**Work instructions:** Exactly as shown, give the full listing again.

**Provided entries:**

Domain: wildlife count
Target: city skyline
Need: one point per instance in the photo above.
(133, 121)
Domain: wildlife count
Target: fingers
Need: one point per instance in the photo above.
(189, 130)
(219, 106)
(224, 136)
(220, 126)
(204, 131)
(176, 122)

**Completed exercise:**
Domain: wildlife count
Target: city skyline
Need: one point per instance in the photo above.
(133, 121)
Domain: wildlife count
Target: fingers
Need: one point per instance in the photo above.
(189, 130)
(219, 106)
(224, 136)
(220, 126)
(204, 131)
(176, 122)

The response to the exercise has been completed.